Dataset extract -
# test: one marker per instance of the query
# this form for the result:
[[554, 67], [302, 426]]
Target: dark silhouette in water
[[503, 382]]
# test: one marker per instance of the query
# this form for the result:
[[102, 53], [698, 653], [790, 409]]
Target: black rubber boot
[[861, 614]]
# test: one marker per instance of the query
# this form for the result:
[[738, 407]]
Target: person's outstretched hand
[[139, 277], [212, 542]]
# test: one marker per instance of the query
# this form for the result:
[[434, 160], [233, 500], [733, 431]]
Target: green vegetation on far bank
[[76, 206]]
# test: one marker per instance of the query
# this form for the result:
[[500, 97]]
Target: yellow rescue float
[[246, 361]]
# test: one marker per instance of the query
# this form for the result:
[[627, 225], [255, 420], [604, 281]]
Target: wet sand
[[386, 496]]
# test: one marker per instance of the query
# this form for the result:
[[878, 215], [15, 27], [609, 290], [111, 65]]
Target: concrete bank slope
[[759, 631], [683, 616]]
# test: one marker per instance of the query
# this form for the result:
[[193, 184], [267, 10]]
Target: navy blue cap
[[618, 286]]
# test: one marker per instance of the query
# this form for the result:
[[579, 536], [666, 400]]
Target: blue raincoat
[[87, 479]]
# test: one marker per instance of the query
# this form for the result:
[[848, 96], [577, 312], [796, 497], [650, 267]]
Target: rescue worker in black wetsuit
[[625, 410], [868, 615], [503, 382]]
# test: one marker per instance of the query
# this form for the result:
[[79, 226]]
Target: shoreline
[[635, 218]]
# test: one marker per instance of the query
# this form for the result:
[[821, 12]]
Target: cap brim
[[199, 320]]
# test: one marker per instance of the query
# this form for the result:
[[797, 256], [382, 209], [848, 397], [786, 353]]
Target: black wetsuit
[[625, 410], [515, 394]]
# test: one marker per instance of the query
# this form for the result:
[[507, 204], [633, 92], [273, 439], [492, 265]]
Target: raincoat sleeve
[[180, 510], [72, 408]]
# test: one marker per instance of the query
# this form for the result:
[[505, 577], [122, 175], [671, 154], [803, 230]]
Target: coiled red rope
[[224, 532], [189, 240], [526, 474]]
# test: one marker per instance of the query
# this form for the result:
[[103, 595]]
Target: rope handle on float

Short task -
Reproduce every line of the data verbatim.

Exercise result -
# test: one marker per instance of the query
# this form for the result:
[[554, 67], [302, 426]]
Target: dark silhouette in water
[[503, 382]]
# test: one marker per instance of the query
# this form for the result:
[[102, 53], [698, 653], [790, 409]]
Target: black rubber boot
[[861, 614]]
# test: one marker per instance of the query
# this form for the result:
[[738, 407]]
Target: person's outstretched hand
[[139, 277], [212, 542]]
# test: one marker per instance of the query
# this form for the result:
[[434, 160], [233, 500], [733, 431]]
Target: green vegetation on far bank
[[76, 206]]
# test: one marker per instance of the query
# this form for the result:
[[500, 97]]
Target: yellow rescue float
[[246, 361]]
# test: one marker per instance of the query
# this form for the result:
[[627, 225], [255, 420], [604, 281]]
Target: wet sand
[[386, 496]]
# test: one marker per instance of the query
# this form for the result:
[[878, 215], [15, 27], [609, 290], [111, 65]]
Target: concrete bank slope
[[759, 631], [683, 616]]
# test: one marker per instance of the query
# this form for the result:
[[193, 184], [267, 10]]
Target: navy blue cap
[[618, 286]]
# test: one marker per instance of the query
# this form for the result:
[[579, 536], [666, 400]]
Target: blue raincoat
[[87, 479]]
# test: one marker per instance of the query
# this form for the result:
[[848, 96], [577, 312], [796, 497], [650, 267]]
Target: rescue worker in black wetsuit
[[625, 410], [868, 615], [503, 382]]
# test: one marker per instance of the query
# this form for the result:
[[79, 226]]
Target: shoreline
[[635, 218]]
# test: one marker per instance of the query
# this form for the result:
[[821, 12]]
Target: cap brim
[[199, 320]]
# test: one marker per instance of the query
# this form for the result:
[[797, 256], [382, 209], [848, 397], [786, 353]]
Target: black wetsuit
[[625, 410], [515, 394]]
# test: one marker per instance of the query
# this form for the result:
[[507, 204], [633, 92], [273, 439], [492, 265]]
Target: raincoat sleeve
[[180, 510], [72, 408]]
# test: one marker per instance of the query
# this form for the result:
[[505, 577], [122, 175], [671, 154], [803, 230]]
Target: coiled red rope
[[224, 532], [189, 240], [526, 474]]
# test: one marker per instance of the query
# this form for the result:
[[103, 595]]
Target: rope handle on float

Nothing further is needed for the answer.